EXERCISES TO COMPLETE
a - List the chemical elements that the seashell passage gives as making up calcium carbonate.
b - Answer these questions from the seashell passage:
(i) What is the outer layer of special tissues on the mollusk's body called?
(ii) About how many mollusks create shells?
(iii) What is conchology a fancy name for?

EXERCISE PASSAGE
┄┄┄┄┄┄
Welcome to You Ask Andy

Billy Warren, age 11, of Newport News, Virginia, for his question:

How are seashells made?

An empty seashell is an empty house. It was built by a smallish ocean dwelling animal and he lived inside it all his life. He created it from handy materials. Often it is a work of art and sometimes it is durable enough to last a million years after the owner departs.

The most handsome seashells are made by the univalve mollusks. The two shells of the clam and other bivalve mollusks usually have drab exteriors. However, the oyster and many other bivalves have interior walls lined with satin smooth mother of-pearl. But when it comes to seashell collecting, the real beauties are the univalves that create one piece shells. A mollusk builds his shell around his soft, blobby body and very often he keeps growing and adding to it all his life.

The soft bodied sea dweller would never survive a season in the hungry ocean without special protection. However, nature gives him the means to create a tough house of armor plating around himself. His body has an outer layer of special tissues called the mantle. The cells of the mantle extract atoms and molecules of certain chemicals from food and seawater. It also has an assortment of special glands that process these chemicals into suitable building materials.

The bulk of the building usually is done with calcium carbonate, a limy chemical compound of the elements calcium, carbon and oxygen. Gland cells in the mantle process this chemical into a slippery mucus, somewhat like the sniffly stuff that comes with a cold in the nose. Other glands may produce a hardening agent. These substances ooze from the mantle and dry to add layer after layer to the walls and opening of the shell.

About 100,000 mollusks create shells and each species repeats a pattern inherited from its ancestors. The best looking shells are elegantly coiled and artfully tinged with color. The coloring is added by special pigment making, cells in the mantle. The sunrise telling, who is a bivalve, has pink pigment cells strewn through his mantle. His two shells glow all over with pearly pink. Other shells build stripes from separate clusters of pigment cells. The mantle of the little cowrie has many small clusters of brown pigment cells. For reasons unknown, color operations stop from time to time. The background color of the shell is spotted with dainty little brown dots. The textile cone mollusk creates a mosaic pattern of blue tiles on a tweedy background of rusty ones.

The best looking seashells are created by mollusks that prefer to live in warm or tropical oceans. Certain hobby shops keep shells from all over the world for their conchology customers. Conchology is coined from an old word for shell. It is merely a fancy name for shell study. However, one does not have to collect fancy shells from around the world. You can find a few at low tide on your favorite beach. And all your shells do not have to come from the sea. Many fresh water mol¬lusks create handsome shells. So do many of the land dwelling mollusks known as snails.
┄┄┄┄┄┄
INFORMATION GIVEN
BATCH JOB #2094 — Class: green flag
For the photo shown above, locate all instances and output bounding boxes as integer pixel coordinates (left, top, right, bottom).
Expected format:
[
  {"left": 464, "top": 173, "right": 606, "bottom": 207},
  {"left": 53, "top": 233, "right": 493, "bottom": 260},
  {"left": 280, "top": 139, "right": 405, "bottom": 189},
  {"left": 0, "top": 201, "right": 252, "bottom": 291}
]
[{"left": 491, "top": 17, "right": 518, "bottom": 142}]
┄┄┄┄┄┄
TASK ANSWERS
a - Calcium, carbon, oxygen

b -
(i) The mantle
(ii) About 100,000
(iii) Shell study